* [INSTRUCTIONS TO FOLLOW] Repeat each record exactly as written, and drop any images.

=======

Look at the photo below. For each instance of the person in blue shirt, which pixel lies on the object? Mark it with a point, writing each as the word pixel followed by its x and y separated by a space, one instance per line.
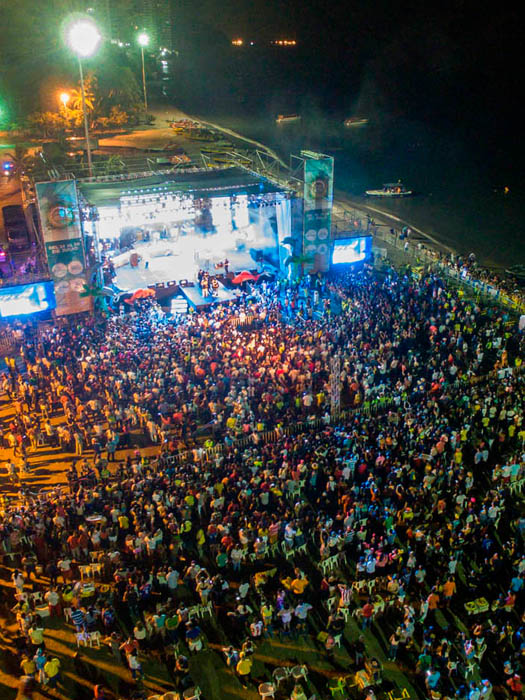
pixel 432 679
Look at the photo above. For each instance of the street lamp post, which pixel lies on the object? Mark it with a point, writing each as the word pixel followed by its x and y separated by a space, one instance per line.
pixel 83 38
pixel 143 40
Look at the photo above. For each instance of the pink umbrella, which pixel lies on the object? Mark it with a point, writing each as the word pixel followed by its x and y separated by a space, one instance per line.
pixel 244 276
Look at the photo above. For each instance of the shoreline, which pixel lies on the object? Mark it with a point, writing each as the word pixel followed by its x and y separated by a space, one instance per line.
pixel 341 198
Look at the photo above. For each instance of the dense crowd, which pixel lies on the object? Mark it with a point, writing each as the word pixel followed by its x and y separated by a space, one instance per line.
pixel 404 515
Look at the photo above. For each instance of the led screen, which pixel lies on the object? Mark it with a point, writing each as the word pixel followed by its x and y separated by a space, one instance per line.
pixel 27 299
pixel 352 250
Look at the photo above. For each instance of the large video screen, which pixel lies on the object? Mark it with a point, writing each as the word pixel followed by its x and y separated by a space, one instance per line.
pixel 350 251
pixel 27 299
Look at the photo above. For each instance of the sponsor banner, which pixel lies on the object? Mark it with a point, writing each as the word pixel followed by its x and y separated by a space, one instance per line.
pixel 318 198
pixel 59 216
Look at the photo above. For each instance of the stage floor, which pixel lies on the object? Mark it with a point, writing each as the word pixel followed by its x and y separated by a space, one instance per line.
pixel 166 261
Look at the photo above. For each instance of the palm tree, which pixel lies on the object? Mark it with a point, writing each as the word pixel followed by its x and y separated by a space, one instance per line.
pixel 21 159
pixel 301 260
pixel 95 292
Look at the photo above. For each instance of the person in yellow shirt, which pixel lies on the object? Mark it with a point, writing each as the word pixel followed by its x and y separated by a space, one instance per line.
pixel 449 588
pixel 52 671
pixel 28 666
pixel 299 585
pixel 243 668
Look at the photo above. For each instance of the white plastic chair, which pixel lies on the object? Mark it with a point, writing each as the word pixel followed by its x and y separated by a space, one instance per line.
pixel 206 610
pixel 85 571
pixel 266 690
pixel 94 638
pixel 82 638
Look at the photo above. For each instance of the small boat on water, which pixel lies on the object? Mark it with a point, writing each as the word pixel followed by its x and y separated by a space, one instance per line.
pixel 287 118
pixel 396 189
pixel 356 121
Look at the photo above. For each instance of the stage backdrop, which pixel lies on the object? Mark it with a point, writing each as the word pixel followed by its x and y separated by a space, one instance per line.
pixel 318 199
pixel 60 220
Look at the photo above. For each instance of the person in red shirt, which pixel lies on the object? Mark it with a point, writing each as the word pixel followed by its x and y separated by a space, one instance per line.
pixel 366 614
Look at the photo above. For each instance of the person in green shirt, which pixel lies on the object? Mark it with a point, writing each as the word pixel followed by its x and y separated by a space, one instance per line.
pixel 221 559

=======

* [WRITTEN REPLY]
Look at the photo below. For each instance of the person in blue shirt, which pixel lies on the object? Mark it with a point, writing each as the word pixel followed by its x and y separated by a space, one instance per line.
pixel 432 679
Look at the photo above. For each instance of the street lamp post, which pixel lies on the object? Mark it with a point, writing each as the word pixel followed by its x and y separated by a space, one instance per line.
pixel 83 38
pixel 143 40
Look at the photo above. For each instance of the pink umbrella, which pixel lies on the object? Mark it with a point, writing each as the word pixel followed by its x and y separated by a space, one instance per line.
pixel 244 276
Look at the photo above. For each instance of the shoreline, which pixel lies on the object? Mark it with a point, writing each as the word pixel followed by its x and y separated by a space, one instance per line.
pixel 341 198
Look at the photo above. For each instance of the dense crowd, which pixel lies on the object? Mark it with a point, writing each as the word pixel followed by its x and y separated by a space, one instance per line.
pixel 404 515
Look at the photo above. For each instance of the led screen, which pixel lies on the object? Mark it with a point, writing each as the word pixel followed by its x and y separated by a space, one instance per line.
pixel 27 299
pixel 352 250
Look at the photo above. For each instance of the large video screen, which pixel lies on the object? Mark it with a point, writing each as the word pixel followed by its x and y separated by a space, one instance per line.
pixel 350 251
pixel 27 299
Look at the photo above. For each instance of the sponsor banner, which pixel lies on the object? Mark it with a point, writing each as the word pixel followed by its x and y separated by a space, one instance per line.
pixel 318 198
pixel 59 216
Look at the photo above. For each instance of the stage floor, which pixel lies on the object? Mark it with a point, writing each as the word pixel followed by its x and y separated by a space, one instance per line.
pixel 166 261
Look at the photo above. For each instance of the palm tree, which pixel lies on the object? Mark it with a point, writing each as the word pixel followed by its x and y separated by a space, one instance per line.
pixel 21 159
pixel 301 260
pixel 95 292
Look at the photo above. For each instance of the person in yellow shirt, which pixel lies on the object? Mark it with a point, writing each as the word pixel followed by its x and y separated by a space, one instance per line.
pixel 449 588
pixel 52 671
pixel 28 666
pixel 299 585
pixel 243 668
Look at the photo above. For each instance of the white plastic chair, which pixel lies on the object? Mark it with a point, writing each as the word pixel followed by its x and y separated by a space, one instance per line.
pixel 206 610
pixel 85 571
pixel 266 690
pixel 94 638
pixel 82 638
Look at the photo above. For each instance of the small boat on water, which pixel lies on the object? Mark it with a point, writing each as the word pixel followed by its x and y separated by a space, one instance per line.
pixel 287 118
pixel 396 189
pixel 356 121
Look at the photo above. For each instance of the stage backdrop, which pixel lies on the object? Mark it with a point, writing each as the word pixel followed by its x and y separated by a space, one instance per line.
pixel 318 199
pixel 60 220
Look at the photo above. For each instance of the person in red shirt, which pixel lies on the object? Mark it with a point, writing each as the word pixel followed by its x and y separated by a space, one instance per line.
pixel 366 614
Look at the photo above. For each instance of the person in green shirt, which pixel lies on the object? Mark it with a point, writing each as the word pixel followed by its x and y separated by a space, one instance per line.
pixel 221 559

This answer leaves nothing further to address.